Aim
Take all the material and copy it exactly.

# START OF Input rows

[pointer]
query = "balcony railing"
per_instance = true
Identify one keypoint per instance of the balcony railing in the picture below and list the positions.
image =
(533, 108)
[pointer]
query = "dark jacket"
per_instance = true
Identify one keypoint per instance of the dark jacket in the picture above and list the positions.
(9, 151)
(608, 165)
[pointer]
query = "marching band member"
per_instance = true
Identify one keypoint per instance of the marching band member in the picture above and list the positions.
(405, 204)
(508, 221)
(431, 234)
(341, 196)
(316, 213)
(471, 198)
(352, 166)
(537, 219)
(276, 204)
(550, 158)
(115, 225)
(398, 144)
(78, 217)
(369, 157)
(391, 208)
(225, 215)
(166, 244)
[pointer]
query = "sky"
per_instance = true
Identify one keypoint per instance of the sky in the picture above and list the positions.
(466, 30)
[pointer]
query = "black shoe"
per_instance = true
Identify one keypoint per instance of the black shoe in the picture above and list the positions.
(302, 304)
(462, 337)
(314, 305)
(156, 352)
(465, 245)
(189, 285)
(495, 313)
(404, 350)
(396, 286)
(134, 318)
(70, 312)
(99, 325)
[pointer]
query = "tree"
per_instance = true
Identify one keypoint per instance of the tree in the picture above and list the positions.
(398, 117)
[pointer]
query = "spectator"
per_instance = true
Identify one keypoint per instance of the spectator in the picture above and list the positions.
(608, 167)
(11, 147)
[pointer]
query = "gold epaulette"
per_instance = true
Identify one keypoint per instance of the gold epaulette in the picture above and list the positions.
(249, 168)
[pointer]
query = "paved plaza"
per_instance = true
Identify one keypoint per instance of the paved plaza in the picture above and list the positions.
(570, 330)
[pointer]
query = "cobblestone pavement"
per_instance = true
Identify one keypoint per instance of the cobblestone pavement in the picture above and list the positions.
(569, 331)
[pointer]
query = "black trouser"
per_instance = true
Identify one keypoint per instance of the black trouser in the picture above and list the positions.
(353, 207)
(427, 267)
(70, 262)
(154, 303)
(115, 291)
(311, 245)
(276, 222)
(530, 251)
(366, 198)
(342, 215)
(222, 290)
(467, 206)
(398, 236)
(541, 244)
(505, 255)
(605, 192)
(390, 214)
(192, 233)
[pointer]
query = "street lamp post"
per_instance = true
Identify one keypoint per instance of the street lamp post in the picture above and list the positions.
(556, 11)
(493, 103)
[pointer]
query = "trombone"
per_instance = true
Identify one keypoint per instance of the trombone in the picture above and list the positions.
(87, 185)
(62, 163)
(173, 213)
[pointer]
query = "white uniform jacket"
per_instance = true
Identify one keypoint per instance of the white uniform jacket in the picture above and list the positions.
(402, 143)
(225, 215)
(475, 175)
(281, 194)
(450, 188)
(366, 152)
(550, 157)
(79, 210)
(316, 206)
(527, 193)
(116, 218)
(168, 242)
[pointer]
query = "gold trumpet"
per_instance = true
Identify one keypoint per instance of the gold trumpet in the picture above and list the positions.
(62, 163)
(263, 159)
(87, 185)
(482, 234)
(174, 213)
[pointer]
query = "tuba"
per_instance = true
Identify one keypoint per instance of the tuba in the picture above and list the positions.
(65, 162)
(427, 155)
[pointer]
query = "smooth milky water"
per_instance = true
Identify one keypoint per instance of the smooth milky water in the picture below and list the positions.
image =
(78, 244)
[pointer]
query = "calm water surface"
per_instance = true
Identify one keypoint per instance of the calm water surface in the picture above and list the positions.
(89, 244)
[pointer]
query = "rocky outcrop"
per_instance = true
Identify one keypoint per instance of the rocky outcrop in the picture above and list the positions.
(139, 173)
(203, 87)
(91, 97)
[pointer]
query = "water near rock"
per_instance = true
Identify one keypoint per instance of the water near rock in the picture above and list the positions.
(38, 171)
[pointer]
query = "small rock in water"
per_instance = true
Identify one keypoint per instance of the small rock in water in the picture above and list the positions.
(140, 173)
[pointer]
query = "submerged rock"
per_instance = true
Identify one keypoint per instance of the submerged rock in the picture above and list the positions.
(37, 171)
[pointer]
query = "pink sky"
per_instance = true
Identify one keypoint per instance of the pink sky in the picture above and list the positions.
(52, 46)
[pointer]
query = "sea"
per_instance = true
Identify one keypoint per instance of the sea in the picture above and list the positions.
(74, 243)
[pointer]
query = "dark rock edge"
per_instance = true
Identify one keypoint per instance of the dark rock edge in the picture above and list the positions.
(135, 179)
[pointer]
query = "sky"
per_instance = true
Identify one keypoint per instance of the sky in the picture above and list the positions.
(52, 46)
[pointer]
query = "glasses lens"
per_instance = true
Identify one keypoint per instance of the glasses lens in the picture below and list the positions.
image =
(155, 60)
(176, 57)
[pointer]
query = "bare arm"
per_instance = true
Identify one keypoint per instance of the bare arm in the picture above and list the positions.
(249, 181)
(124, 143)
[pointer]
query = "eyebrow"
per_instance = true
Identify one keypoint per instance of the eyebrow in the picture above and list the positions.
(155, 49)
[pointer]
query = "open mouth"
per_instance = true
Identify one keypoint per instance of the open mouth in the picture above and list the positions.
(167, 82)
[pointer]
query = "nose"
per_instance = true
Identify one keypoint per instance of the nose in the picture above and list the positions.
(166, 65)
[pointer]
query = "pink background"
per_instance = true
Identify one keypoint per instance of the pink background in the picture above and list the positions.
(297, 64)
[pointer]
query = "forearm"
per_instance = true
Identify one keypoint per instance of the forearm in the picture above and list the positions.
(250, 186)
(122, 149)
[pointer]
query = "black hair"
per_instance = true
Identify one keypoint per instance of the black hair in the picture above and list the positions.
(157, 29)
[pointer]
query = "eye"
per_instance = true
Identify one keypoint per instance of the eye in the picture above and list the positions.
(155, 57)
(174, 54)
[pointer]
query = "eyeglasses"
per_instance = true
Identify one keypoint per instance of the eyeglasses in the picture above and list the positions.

# END OF Input rows

Exercise solution
[pointer]
query = "balcony railing"
per_instance = true
Identify one keypoint per instance of the balcony railing in the picture below and list the positions.
image =
(533, 108)
[pointer]
query = "dark jacket"
per_instance = true
Identify one keypoint per instance of the dark jacket in the picture above and list the positions.
(9, 151)
(608, 165)
[pointer]
query = "marching band member"
per_instance = true
Identify one keypoint per instance of the marching band member in the picture above and list the positions.
(405, 204)
(508, 221)
(431, 234)
(341, 196)
(316, 213)
(471, 198)
(352, 166)
(537, 219)
(276, 204)
(550, 158)
(115, 225)
(398, 144)
(78, 217)
(369, 157)
(391, 208)
(225, 215)
(166, 244)
[pointer]
query = "sky"
per_instance = true
Identify one keypoint per instance of the sky in the picture above and list the positions.
(466, 30)
[pointer]
query = "black shoe"
per_instance = true
Identify one keypoint per instance of the black shoe in the picture above and list the positions.
(302, 304)
(462, 337)
(314, 305)
(156, 352)
(465, 245)
(189, 285)
(495, 313)
(404, 350)
(396, 286)
(134, 318)
(70, 312)
(99, 325)
[pointer]
query = "tree"
per_instance = true
Identify one keypoint per instance of the tree in the picture above and list the positions.
(398, 117)
[pointer]
query = "spectator"
per_instance = true
Identify one keypoint per instance of the spectator in the picture above and list the positions.
(608, 167)
(11, 147)
[pointer]
query = "gold epaulette"
per_instance = true
Identify one keypoint per instance of the gold epaulette in the picture above and list the positions.
(249, 168)
[pointer]
query = "paved plaza"
per_instance = true
Identify one keypoint per instance of the paved plaza in the picture above and list the positions.
(570, 330)
[pointer]
query = "cobblestone pavement"
per_instance = true
Identify one keypoint per instance of the cobblestone pavement in the picture above and list the positions.
(569, 331)
[pointer]
query = "black trouser"
per_instance = true
Identify one keypoint per instance of the black trouser in the picture above and list the positions.
(353, 207)
(427, 267)
(70, 262)
(154, 303)
(115, 291)
(311, 245)
(276, 222)
(530, 251)
(366, 198)
(342, 215)
(222, 290)
(467, 206)
(398, 236)
(541, 244)
(505, 255)
(605, 192)
(390, 214)
(192, 233)
[pointer]
query = "street lamp post"
per_instance = true
Identify one keypoint per instance of the street lamp post in the picture above and list the positions.
(556, 11)
(493, 103)
[pointer]
query = "trombone"
per_instance = true
Identify one keypoint per instance of the trombone in the picture above and list the positions.
(87, 185)
(62, 163)
(173, 213)
[pointer]
query = "white uniform jacket"
per_instance = true
Identify one keypoint per instance of the white uniform jacket in the picture above and list the positions.
(402, 143)
(225, 215)
(475, 175)
(281, 194)
(450, 188)
(366, 152)
(550, 157)
(79, 210)
(316, 206)
(527, 193)
(116, 218)
(168, 242)
[pointer]
query = "gold trumpet"
per_instance = true
Identify one keypoint per instance of the gold trumpet in the picture above and list the positions.
(62, 163)
(263, 159)
(87, 185)
(482, 234)
(174, 213)
[pointer]
query = "tuba"
per_instance = true
Identify one keypoint per instance of the tuba in the picture above and list the positions.
(65, 162)
(427, 155)
[pointer]
query = "smooth milky water"
per_instance = true
Identify one keypoint per instance of the smooth milky water in the picture below and list the positions.
image =
(78, 244)
[pointer]
query = "calm water surface"
per_instance = true
Identify one keypoint per instance of the calm water surface in the picture above and list the positions.
(89, 244)
[pointer]
query = "rocky outcrop"
per_instance = true
Identify one keypoint per instance of the rocky outcrop in the picture above and list the positions.
(139, 173)
(203, 87)
(91, 97)
[pointer]
query = "water near rock"
per_instance = true
Identify one keypoint per instance of the water near rock in the picture above and list the positions.
(38, 171)
[pointer]
query = "small rock in water"
per_instance = true
Identify one keypoint per instance of the small rock in water in the picture above and list the positions.
(140, 173)
[pointer]
query = "submerged rock"
per_instance = true
Identify one keypoint per instance of the submerged rock in the picture above and list the positions.
(37, 171)
[pointer]
query = "pink sky"
per_instance = true
Identify one keypoint per instance of the pink sky in the picture above and list the positions.
(52, 46)
[pointer]
query = "sea"
per_instance = true
Identify one keypoint per instance of the sea in the picture above and list the positions.
(74, 243)
[pointer]
query = "dark rock edge"
per_instance = true
Identify one keypoint per instance of the dark rock edge in the picture above and list the positions.
(135, 179)
[pointer]
query = "sky"
per_instance = true
Identify one keypoint per instance of the sky in the picture above and list the positions.
(52, 46)
[pointer]
query = "glasses lens"
per_instance = true
Identify one keypoint per instance of the glasses lens in the picture below and list the positions.
image =
(155, 60)
(176, 57)
[pointer]
query = "bare arm"
per_instance = true
Identify one keypoint per instance of the bare arm in the picture above and list the positions.
(249, 181)
(124, 143)
[pointer]
query = "eyebrow"
per_instance = true
Identify one keypoint per instance of the eyebrow in the picture above and list the positions.
(155, 49)
[pointer]
query = "open mouth"
per_instance = true
Identify one keypoint per instance of the open mouth in the picture above and list the positions.
(167, 82)
[pointer]
query = "nose"
per_instance = true
Identify one keypoint per instance of the nose in the picture above and list the positions.
(166, 65)
[pointer]
query = "pink background"
per_instance = true
Identify one keypoint per instance of the pink background in the picture above and list the positions.
(297, 64)
[pointer]
query = "forearm"
per_instance = true
Identify one keypoint per instance of the forearm in the picture above and list the positions.
(250, 186)
(122, 149)
[pointer]
query = "black hair"
per_instance = true
Identify one keypoint per instance of the black hair in the picture above and list the positions.
(157, 29)
[pointer]
query = "eye"
per_instance = true
Identify one keypoint per instance of the eye in the picture above and list the positions.
(155, 57)
(174, 54)
[pointer]
query = "eyeglasses"
per_instance = true
Identify one keypoint per instance of the eyeglasses in the picture above and list the positions.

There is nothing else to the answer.